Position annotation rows
^^^^^^^^^^^^^^^^
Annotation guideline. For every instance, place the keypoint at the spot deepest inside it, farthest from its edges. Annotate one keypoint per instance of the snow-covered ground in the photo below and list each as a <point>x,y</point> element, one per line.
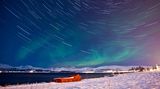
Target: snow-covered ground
<point>145,80</point>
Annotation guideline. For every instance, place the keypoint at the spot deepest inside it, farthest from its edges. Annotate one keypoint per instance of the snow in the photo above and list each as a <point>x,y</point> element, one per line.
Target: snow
<point>141,80</point>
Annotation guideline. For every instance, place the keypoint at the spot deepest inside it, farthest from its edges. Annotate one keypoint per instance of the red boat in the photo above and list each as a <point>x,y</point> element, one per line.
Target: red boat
<point>68,79</point>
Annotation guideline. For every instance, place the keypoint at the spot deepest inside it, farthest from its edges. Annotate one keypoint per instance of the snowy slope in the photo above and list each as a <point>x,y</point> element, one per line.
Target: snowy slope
<point>146,80</point>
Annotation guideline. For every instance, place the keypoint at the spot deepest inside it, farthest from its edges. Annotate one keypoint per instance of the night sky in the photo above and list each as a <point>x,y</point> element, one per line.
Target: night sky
<point>78,33</point>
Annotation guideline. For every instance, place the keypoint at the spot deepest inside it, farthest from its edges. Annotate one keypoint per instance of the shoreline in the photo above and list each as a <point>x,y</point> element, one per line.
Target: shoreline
<point>139,80</point>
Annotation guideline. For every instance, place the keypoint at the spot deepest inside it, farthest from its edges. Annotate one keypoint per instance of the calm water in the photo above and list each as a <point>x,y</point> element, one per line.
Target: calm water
^^^^^^^^^^^^^^^^
● **Set task**
Return all of the rows above word for word, leaving the pictures out of your answer.

● **Task response**
Annotation guideline. For every instance, place the keypoint at the spot deepest inside it, farthest from its edges. Annotate one keypoint per instance of the snow-covered ground in the photo below and list each as a <point>x,y</point> element, one per line.
Target: snow-covered ground
<point>145,80</point>
Annotation guideline. For every instance, place the keypoint at the spot deepest inside it, farthest from its edges. Annotate one keypoint per instance of the snow in the photo above and list each as a <point>x,y</point> element, one per line.
Target: snow
<point>141,80</point>
Annotation guideline. For every instance, place the keypoint at the spot deepest inside it, farthest from its edges. Annotate one keypoint per instance of the red boat in the photo above and list each as a <point>x,y</point> element, one per line.
Target: red boat
<point>68,79</point>
Annotation guideline. For every instance, place the keypoint at the spot deepest inside it, farthest from its edges. Annotate one keypoint per instance of the snowy slope in the photo above and list each as a <point>x,y</point> element, one per line.
Target: snowy slope
<point>146,80</point>
Annotation guideline. For every instance, place the keypoint at the spot deepest inside it, farthest from its edges. Annotate one keypoint per instance of the night sky in the photo above and list each as a <point>x,y</point> element, one per line.
Target: night sky
<point>78,33</point>
Annotation guideline. For every instance, place the keypoint at the spot deepest inside it, farthest from its edges. Annotate one keypoint per instance of the shoreline in the photo above and list each as a <point>x,y</point> element, one per line.
Target: shoreline
<point>139,80</point>
Annotation guideline. For every instance, place the keypoint at the spot deepest inside it, farthest from its edges. Annotate one keypoint per instance of the calm water in the photo above and list each as a <point>x,y</point> element, one per line.
Target: calm water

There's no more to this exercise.